Objective:
Return each line of the items below that contains the word "wall".

The records:
=-=-=-=-=
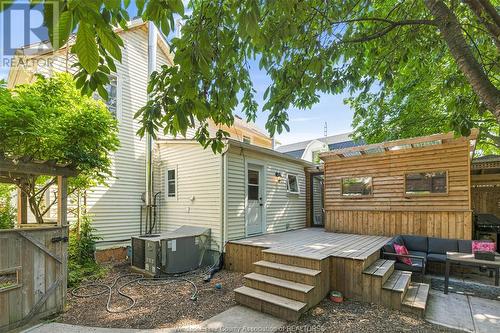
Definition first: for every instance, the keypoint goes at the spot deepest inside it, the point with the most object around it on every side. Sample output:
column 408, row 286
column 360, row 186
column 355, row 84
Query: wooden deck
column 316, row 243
=-=-=-=-=
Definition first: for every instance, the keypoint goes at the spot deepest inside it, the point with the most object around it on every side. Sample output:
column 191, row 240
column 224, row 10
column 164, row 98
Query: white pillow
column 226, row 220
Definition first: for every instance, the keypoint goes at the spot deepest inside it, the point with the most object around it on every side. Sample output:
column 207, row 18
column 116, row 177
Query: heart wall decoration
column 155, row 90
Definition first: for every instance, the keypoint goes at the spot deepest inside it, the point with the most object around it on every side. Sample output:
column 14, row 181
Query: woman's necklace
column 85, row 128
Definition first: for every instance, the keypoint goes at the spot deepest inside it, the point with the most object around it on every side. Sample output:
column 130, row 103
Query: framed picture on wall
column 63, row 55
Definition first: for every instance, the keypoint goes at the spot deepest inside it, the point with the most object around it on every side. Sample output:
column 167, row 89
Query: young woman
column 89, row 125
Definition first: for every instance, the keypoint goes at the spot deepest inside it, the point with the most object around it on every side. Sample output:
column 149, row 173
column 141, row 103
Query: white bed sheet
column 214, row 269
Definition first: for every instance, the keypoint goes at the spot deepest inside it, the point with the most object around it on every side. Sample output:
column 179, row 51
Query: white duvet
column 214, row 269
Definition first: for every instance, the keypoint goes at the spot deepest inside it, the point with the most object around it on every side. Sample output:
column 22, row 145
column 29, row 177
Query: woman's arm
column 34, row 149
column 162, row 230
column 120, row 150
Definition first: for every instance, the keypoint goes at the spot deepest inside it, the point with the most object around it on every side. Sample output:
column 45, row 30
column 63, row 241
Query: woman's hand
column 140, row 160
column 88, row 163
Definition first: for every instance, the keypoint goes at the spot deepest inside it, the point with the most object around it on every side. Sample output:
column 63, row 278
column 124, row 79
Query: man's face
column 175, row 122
=-=-=-=-=
Response to this task:
Query: heart wall decoration
Query: framed picture on wall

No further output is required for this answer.